- Objective
Return the lines below as a JSON list of strings, one string per line, with blank lines skipped and the pictures left out.

....................

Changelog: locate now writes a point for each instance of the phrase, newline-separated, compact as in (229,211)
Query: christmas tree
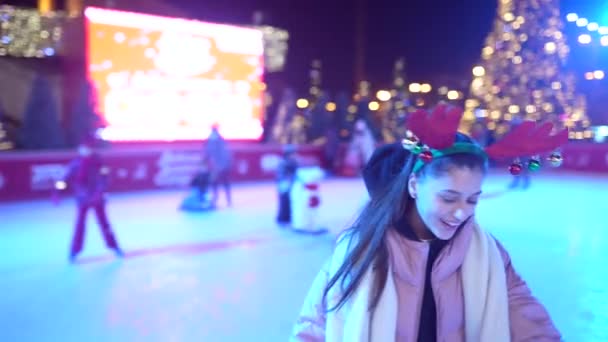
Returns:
(5,142)
(393,127)
(521,75)
(84,120)
(41,128)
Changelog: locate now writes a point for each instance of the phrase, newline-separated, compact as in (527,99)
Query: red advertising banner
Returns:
(27,175)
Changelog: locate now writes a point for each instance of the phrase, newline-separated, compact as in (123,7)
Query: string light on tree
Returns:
(520,77)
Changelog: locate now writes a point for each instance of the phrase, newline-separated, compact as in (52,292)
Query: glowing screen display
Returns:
(168,79)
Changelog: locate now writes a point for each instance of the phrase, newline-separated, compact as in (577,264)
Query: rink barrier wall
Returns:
(31,175)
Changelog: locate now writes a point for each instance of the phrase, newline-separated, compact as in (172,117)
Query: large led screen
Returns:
(168,79)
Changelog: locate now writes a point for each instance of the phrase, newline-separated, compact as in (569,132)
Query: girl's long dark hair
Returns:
(386,206)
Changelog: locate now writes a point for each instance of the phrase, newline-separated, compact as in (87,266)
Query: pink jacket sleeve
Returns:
(529,320)
(310,326)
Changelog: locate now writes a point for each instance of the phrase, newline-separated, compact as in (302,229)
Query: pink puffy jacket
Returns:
(528,318)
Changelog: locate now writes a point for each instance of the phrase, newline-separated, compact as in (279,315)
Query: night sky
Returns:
(440,39)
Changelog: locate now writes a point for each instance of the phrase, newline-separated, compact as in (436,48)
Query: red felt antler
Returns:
(526,140)
(436,129)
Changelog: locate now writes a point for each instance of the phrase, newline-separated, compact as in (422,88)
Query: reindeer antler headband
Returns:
(432,135)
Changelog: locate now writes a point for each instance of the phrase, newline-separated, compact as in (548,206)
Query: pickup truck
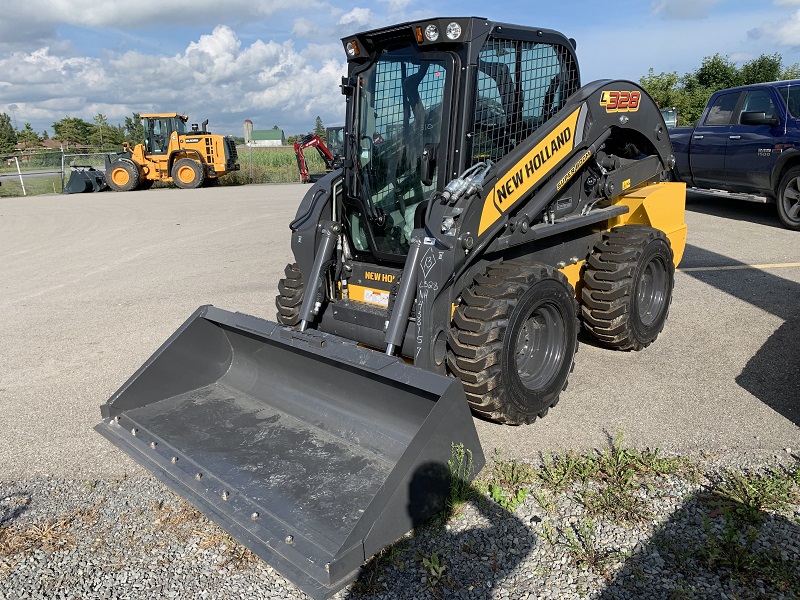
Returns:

....................

- In response
[
  "Changelog: locate now writes a point for each instance of the phrase, newline-separated, compact as in (229,211)",
  "Query: christmas tree",
  "Returns:",
  "(5,142)",
  "(393,127)",
  "(521,75)",
  "(84,120)",
  "(41,128)",
  "Changelog: locate now writes a point for each instance of the phrase, newline-separated, compact as in (527,99)",
  "Query: red advertising banner",
  "Returns:",
  "(27,175)",
  "Changelog: locate now writes a point for each instance of the phrase, newline-separated, compact as in (123,7)",
  "Query: string light on tree",
  "Returns:",
  "(520,77)",
  "Changelog: locate now writes a point for each instance of the phrase, newline-separated, compact as in (52,292)",
  "Query: glowing screen display",
  "Returns:",
  "(168,79)",
  "Changelog: locate now writes a point for each instance of the phrase, newline-separated, compact as in (577,264)",
  "Query: rink barrier wall",
  "Returns:",
  "(31,175)",
  "Changelog: locate now writes a point for each instance of the phrase, newline-separated, compact as in (172,117)",
  "Query: large led screen",
  "Returns:",
  "(168,79)",
  "Changelog: locate now writes a point for each instance of the phrase, newline-separated, compact as in (569,132)",
  "Query: girl's long dark hair",
  "Returns:",
  "(386,206)",
  "Changelog: locate now writes a point for each instance of the phrase, newline-separated, compact as in (87,266)",
  "Query: pink jacket sleeve",
  "Returns:",
  "(529,320)",
  "(310,326)",
  "Changelog: locate now writes a point for each instance of the phrase, newline-separated, compact as in (302,229)",
  "Query: pink puffy jacket",
  "Returns:",
  "(528,318)",
  "Changelog: locate now writes a point for each instance of the phrase, newline-separated, compact as in (279,315)",
  "Query: night sky",
  "Returns:",
  "(440,39)",
  "Changelog: locate now writes a point for each instance of the phrase, newline-separated, compact as in (436,48)",
  "Query: red felt antler",
  "Returns:",
  "(526,140)",
  "(436,129)",
  "Changelog: locate now writes a point for each instance of the phrase, newline-separated, compact as in (422,88)",
  "Query: reindeer antler headband",
  "Returns:",
  "(432,135)",
  "Changelog: locate now writes a point for each instance of the phrase, newline-separated, compact as in (548,206)",
  "Query: pickup truck",
  "Returns:"
]